| Passage provided |

-- Begin --

Finally, policy analysis, especially systematic policy analysis, is very expensive. It takes time, money, expertise, and may disrupt the delivery of critical services in the process. With budgets already extremely tight, what policy maker is willing to spend scarce resources on something that, at best, will only prove that what she thinks to be true is in fact true—the policy is working. At worst, the evaluation will prove that she has been wasting money and embarrass her. Going with your gut feelings that the program is working, providing "evidence" by some economical seat-of-the-pants evaluation, and spending available money on delivering the services that people demand seems wiser. I know how much I resent having to spend my scarce time proving that my teaching is working. I want to spend my time teaching, not making up tests about what I do.

 

Evaluation is not really the final step. The policy process is an ongoing process. Evaluations may uncover problems and may suggest ways to improve. This naturally leads to discussions about new policy alternatives or modifications. Modifications need to be legitimated, enacted, put into the form of rules and regulations, and then enforced and once again evaluated. Thus, the policy process is much like the scientific process. Problems lead to efforts to improve existing theory, which in turn leads to new questions to explore.

 

III. Types of Policies

There are a number of ways we could classify policies. Here we will cover two of the more obvious ways, by subject area and by the impact they have.

-- End --

| Provided material |

-- Begin --

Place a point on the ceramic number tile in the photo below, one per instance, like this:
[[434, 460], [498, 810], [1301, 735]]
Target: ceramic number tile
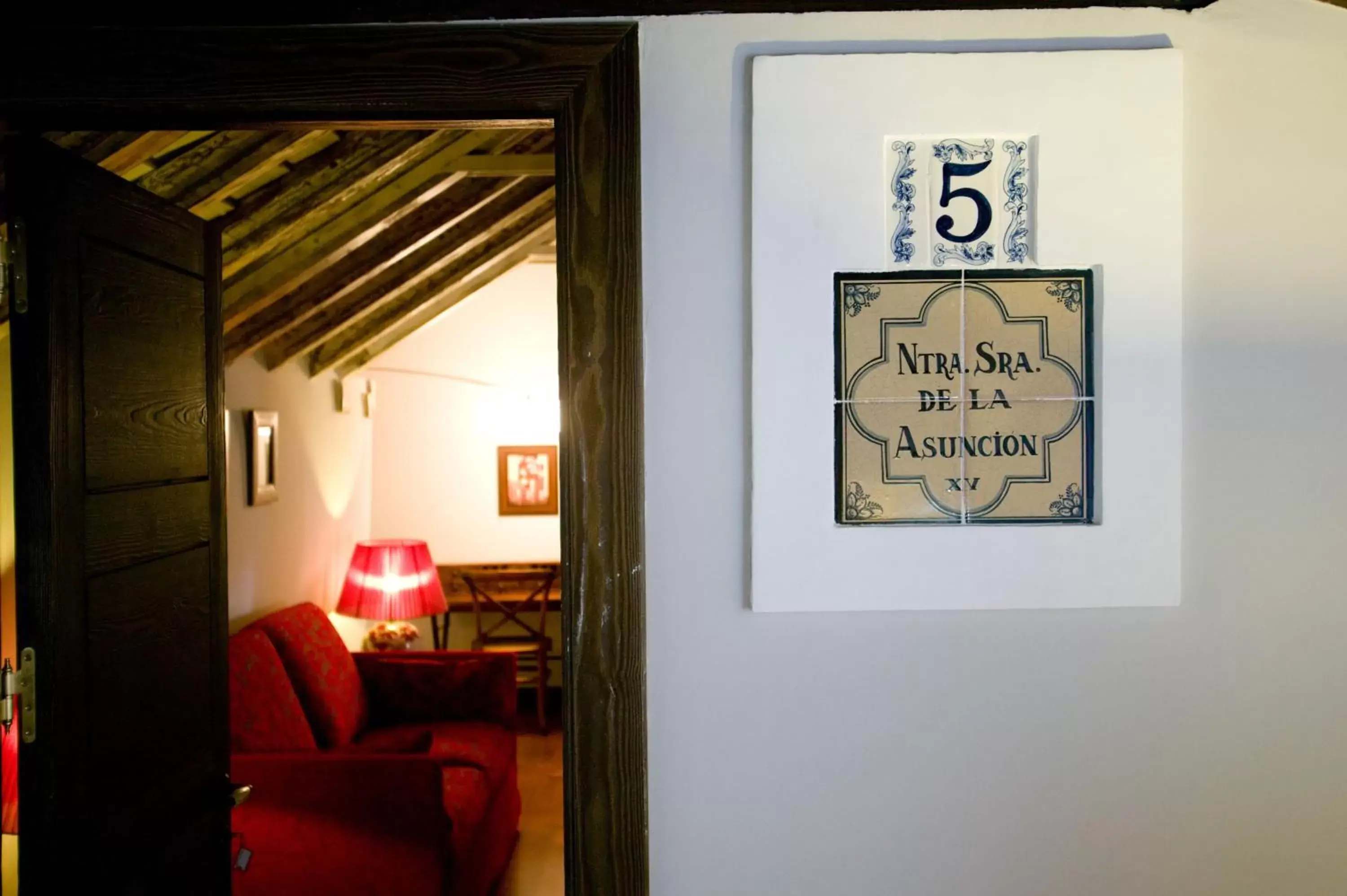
[[964, 201], [1030, 461], [899, 336], [899, 463], [1028, 334]]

-- End --

| Task set |
[1] In the passage on policy analysis, what is the policy process said to be much like?
[2] Write out the passage on policy analysis from "III. Types of" to "impact they have.", replacing "obvious" with "common".

| Solutions below |
[1] The scientific process.

[2]
III. Types of Policies

There are a number of ways we could classify policies. Here we will cover two of the more common ways, by subject area and by the impact they have.